─── EXERCISE DATA
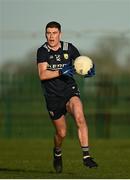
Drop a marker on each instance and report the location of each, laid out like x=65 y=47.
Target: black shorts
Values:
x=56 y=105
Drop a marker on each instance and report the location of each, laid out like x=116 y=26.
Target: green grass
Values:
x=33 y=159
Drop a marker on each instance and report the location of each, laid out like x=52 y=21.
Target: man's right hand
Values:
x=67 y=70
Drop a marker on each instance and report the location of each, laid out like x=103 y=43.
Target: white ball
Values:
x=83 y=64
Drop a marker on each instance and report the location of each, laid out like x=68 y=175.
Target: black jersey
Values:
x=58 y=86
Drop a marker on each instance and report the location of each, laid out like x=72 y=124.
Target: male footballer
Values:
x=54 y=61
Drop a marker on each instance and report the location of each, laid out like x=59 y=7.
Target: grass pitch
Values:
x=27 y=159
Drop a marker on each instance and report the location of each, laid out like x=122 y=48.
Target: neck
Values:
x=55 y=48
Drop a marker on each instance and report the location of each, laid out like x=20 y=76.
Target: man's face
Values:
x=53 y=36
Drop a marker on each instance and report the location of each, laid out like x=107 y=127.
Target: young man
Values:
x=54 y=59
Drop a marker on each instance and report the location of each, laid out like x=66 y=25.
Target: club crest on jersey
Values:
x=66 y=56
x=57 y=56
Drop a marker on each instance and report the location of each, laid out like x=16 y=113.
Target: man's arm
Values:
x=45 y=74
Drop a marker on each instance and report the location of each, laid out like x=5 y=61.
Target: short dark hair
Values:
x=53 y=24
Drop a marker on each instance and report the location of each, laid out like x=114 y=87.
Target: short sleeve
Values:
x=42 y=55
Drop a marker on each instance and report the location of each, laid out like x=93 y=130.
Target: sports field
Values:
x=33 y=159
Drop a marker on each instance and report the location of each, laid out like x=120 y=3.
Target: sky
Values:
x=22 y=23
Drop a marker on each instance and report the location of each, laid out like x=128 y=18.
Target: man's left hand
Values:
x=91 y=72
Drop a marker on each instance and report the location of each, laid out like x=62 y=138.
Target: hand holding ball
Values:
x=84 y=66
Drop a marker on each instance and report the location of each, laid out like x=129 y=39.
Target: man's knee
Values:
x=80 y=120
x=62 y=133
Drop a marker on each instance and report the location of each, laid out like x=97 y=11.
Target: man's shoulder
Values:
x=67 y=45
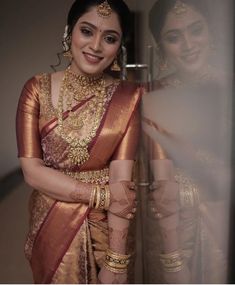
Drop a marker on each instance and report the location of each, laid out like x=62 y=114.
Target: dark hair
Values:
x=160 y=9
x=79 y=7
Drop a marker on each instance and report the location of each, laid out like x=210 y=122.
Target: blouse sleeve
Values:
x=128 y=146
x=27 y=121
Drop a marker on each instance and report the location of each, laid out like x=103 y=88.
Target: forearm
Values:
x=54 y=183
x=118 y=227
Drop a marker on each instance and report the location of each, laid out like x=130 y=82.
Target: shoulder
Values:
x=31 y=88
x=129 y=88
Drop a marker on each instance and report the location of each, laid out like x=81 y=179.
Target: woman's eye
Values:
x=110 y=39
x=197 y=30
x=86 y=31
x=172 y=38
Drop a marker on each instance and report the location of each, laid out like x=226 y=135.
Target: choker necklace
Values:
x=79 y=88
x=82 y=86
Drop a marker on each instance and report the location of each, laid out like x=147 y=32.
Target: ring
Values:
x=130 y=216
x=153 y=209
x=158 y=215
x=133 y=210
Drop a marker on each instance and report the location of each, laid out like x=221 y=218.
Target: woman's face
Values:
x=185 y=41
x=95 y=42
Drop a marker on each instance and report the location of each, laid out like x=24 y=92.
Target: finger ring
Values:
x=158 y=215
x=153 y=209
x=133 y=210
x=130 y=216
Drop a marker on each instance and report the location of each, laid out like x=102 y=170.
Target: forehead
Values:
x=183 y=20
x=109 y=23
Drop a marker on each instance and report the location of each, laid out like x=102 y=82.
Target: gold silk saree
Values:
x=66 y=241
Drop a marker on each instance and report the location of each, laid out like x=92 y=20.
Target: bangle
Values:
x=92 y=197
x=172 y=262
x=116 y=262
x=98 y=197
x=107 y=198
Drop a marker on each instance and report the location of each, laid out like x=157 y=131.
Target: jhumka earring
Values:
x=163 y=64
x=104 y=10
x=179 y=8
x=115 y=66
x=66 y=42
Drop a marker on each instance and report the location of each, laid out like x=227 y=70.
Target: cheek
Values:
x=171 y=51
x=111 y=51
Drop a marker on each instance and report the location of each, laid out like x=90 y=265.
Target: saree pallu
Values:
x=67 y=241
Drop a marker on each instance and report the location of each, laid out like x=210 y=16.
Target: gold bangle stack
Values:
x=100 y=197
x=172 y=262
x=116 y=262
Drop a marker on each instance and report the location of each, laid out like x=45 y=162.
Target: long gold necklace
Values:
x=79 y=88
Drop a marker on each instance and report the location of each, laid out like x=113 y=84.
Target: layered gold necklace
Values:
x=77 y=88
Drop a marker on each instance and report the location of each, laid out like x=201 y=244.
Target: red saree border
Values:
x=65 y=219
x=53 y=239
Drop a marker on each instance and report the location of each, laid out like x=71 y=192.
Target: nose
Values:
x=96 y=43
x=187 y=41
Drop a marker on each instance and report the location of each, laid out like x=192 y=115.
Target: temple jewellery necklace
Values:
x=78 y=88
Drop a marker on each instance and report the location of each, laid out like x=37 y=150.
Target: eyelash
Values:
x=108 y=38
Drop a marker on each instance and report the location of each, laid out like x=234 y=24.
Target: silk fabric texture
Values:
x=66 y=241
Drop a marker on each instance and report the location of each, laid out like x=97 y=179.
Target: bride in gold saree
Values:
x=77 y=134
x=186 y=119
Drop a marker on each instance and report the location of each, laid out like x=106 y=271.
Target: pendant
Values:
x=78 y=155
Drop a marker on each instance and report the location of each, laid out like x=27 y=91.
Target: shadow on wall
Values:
──────
● **EXERCISE OBJECTIVE**
Make an exact copy of the records from their first line through the line containing "Target: white ball", both ends included, with the pictures omitted.

● **SOLUTION FOR THIS PROBLEM**
Drop a marker on each instance and report the location of each, laid out like x=65 y=47.
Target: black shorts
Values:
x=56 y=105
Drop a marker on each instance and report the location of each, laid out like x=116 y=26.
Target: green grass
Values:
x=33 y=159
Drop a marker on each instance and report the location of each, laid out like x=52 y=21.
Target: man's right hand
Values:
x=67 y=70
Drop a marker on each instance and report the location of each, laid out like x=103 y=43.
Target: white ball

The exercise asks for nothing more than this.